◆ **WORK INSTRUCTION**
Reproduce every record below, character by character.

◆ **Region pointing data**
|---|
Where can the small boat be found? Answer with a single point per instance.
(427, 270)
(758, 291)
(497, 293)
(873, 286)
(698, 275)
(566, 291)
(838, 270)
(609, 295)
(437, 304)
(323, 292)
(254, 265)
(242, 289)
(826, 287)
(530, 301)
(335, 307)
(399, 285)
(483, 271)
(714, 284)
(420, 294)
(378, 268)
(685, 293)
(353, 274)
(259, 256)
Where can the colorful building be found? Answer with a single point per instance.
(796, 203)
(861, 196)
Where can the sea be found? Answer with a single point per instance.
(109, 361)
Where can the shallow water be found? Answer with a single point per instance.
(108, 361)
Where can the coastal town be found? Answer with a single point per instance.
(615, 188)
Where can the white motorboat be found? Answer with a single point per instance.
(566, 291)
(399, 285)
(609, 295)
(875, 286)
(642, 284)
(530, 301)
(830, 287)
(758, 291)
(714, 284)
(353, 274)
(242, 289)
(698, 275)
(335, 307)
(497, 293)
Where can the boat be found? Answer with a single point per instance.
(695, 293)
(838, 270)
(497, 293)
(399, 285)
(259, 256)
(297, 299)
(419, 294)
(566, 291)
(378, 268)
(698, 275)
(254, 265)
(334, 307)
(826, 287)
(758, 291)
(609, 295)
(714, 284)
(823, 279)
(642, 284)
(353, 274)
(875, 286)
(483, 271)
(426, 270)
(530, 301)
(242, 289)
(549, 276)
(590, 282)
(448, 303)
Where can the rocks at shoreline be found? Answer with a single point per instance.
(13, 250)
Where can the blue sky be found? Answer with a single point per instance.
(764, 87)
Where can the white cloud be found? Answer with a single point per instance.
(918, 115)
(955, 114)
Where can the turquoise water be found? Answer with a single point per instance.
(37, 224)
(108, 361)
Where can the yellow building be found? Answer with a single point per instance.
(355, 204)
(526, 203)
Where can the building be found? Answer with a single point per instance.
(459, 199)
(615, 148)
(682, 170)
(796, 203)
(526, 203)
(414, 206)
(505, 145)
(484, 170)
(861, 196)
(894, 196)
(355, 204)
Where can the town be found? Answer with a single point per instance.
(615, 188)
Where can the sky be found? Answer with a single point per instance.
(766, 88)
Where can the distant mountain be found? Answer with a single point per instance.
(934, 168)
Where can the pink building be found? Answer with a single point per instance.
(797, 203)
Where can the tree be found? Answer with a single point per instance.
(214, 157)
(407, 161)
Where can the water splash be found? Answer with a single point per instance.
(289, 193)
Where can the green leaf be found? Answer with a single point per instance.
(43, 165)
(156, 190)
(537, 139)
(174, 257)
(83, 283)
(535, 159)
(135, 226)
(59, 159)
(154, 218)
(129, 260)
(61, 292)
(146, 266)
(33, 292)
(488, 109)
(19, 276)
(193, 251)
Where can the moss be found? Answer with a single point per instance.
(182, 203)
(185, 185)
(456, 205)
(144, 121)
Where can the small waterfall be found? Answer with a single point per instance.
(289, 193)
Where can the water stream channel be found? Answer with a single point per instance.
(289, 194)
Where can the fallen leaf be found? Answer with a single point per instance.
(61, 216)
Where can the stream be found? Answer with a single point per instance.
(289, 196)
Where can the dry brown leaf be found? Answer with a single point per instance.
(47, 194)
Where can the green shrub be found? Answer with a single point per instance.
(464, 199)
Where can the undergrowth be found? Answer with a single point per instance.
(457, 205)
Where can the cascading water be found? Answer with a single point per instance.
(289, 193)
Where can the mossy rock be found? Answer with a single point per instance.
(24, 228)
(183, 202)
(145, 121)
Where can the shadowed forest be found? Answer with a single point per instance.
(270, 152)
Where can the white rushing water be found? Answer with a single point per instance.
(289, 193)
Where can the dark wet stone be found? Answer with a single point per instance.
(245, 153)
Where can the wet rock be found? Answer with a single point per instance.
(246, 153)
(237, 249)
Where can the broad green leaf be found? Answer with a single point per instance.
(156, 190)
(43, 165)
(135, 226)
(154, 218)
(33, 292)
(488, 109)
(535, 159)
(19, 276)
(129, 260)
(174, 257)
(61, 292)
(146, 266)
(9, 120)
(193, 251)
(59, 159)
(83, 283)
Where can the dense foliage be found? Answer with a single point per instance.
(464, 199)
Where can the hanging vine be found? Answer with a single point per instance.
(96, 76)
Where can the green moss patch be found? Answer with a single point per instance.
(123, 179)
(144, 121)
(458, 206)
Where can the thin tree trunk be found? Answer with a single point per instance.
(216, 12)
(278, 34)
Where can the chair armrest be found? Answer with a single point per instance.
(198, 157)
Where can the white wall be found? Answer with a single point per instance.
|---|
◆ **ANSWER SPACE**
Where can the small boat be found? Answer with a single point per instance.
(427, 270)
(758, 291)
(497, 293)
(873, 286)
(698, 275)
(566, 291)
(838, 270)
(609, 295)
(437, 304)
(323, 292)
(254, 265)
(242, 289)
(826, 287)
(530, 301)
(335, 307)
(399, 285)
(483, 271)
(714, 284)
(420, 294)
(378, 268)
(685, 293)
(353, 274)
(259, 256)
Where can the colorful building be found? Answer with a single point per instance.
(796, 203)
(861, 196)
Where can the sea be found? Answer with a single point per instance.
(109, 361)
Where can the shallow water be found? Answer with a single point per instance.
(108, 361)
Where can the coastal town be found? Answer with a single point per instance.
(615, 188)
Where can the white motorboat be found? Answer with a single point per instance.
(566, 291)
(399, 285)
(609, 295)
(875, 286)
(642, 284)
(530, 301)
(830, 287)
(758, 291)
(714, 284)
(353, 274)
(242, 289)
(698, 275)
(335, 307)
(497, 293)
Where can the boat be found? Answer with a single point per instance.
(695, 293)
(838, 270)
(497, 293)
(399, 285)
(259, 256)
(297, 299)
(419, 294)
(566, 291)
(378, 268)
(698, 275)
(254, 265)
(334, 307)
(826, 287)
(758, 291)
(609, 295)
(714, 284)
(823, 279)
(642, 284)
(353, 274)
(875, 286)
(483, 271)
(426, 270)
(530, 301)
(242, 289)
(549, 276)
(590, 282)
(448, 303)
Where can the rocks at shoreline be found? Answer with a single point per instance.
(13, 250)
Where can the blue sky be found? Answer with a single point per instance.
(764, 87)
Where can the white cloud be found? Answer with a single point per instance.
(918, 115)
(955, 114)
Where can the turquoise water be found? Answer with a single point per instance.
(37, 224)
(108, 361)
Where can the yellow building be found? Answer with a single point per instance.
(355, 204)
(526, 203)
Where can the building be found? Answer with a single point per instance.
(459, 199)
(615, 148)
(682, 170)
(796, 203)
(526, 203)
(414, 206)
(505, 145)
(484, 170)
(861, 196)
(894, 196)
(355, 204)
Where can the town be found? Answer with a single point per instance.
(615, 188)
Where can the sky be found? Answer with a single point per instance.
(766, 88)
Where can the distant mountain be found? Answer with a single point per instance.
(934, 168)
Where can the pink building be found? Answer with a single point per instance.
(797, 203)
Where can the tree be found? Answer with a single point per instance.
(214, 157)
(407, 161)
Where can the water splash be found? Answer with a single point per instance.
(289, 193)
Where can the green leaf be found? Answer with a single point per instance.
(43, 165)
(156, 190)
(537, 139)
(174, 257)
(83, 283)
(535, 159)
(135, 226)
(59, 159)
(154, 218)
(129, 260)
(61, 292)
(146, 266)
(33, 292)
(488, 109)
(19, 276)
(193, 251)
Where can the moss be found? Answer with a single point per instance.
(182, 203)
(185, 185)
(456, 205)
(144, 121)
Where can the small waterfall be found? Answer with a single point per instance.
(289, 193)
Where can the water stream channel be found? Answer with a single point per instance.
(289, 194)
Where can the fallen leaf be found? Answer with a single point per instance.
(61, 216)
Where can the stream be found? Answer with a single point per instance.
(289, 196)
Where can the dry brown leaf be found? Answer with a single point per instance.
(47, 194)
Where can the green shrub be found? Answer with a single point per instance.
(464, 199)
Where can the undergrowth be found? Answer with a single point per instance.
(457, 205)
Where can the cascading water be found? Answer with a single point per instance.
(289, 193)
Where can the mossy rock be found? Answer with a single point per instance.
(24, 228)
(183, 202)
(145, 121)
Where can the shadowed forest be found? Answer with a single point per instance.
(270, 152)
Where can the white rushing water be found? Answer with a single point per instance.
(289, 193)
Where can the dark wet stone be found? Answer with a single point per instance.
(245, 153)
Where can the wet rock be found? Answer with a single point per instance.
(246, 153)
(237, 249)
Where can the broad green leaf be found? Answer with a single point per instance.
(156, 190)
(43, 165)
(135, 226)
(154, 218)
(33, 292)
(488, 109)
(535, 159)
(19, 276)
(129, 260)
(174, 257)
(61, 292)
(146, 266)
(9, 120)
(193, 251)
(59, 159)
(83, 283)
Where can the dense foliage be found? Answer with a single point per instance.
(464, 199)
Where can the hanging vine be found? Answer with a single point per instance.
(96, 76)
Where can the green moss patch be found? Answer with a single point per instance.
(123, 179)
(144, 121)
(458, 206)
Where can the thin tree trunk be found? Answer with a single point per instance.
(216, 12)
(278, 34)
Where can the chair armrest be found? Answer with a single point per instance.
(198, 157)
Where can the white wall be found? Answer with a single point per instance.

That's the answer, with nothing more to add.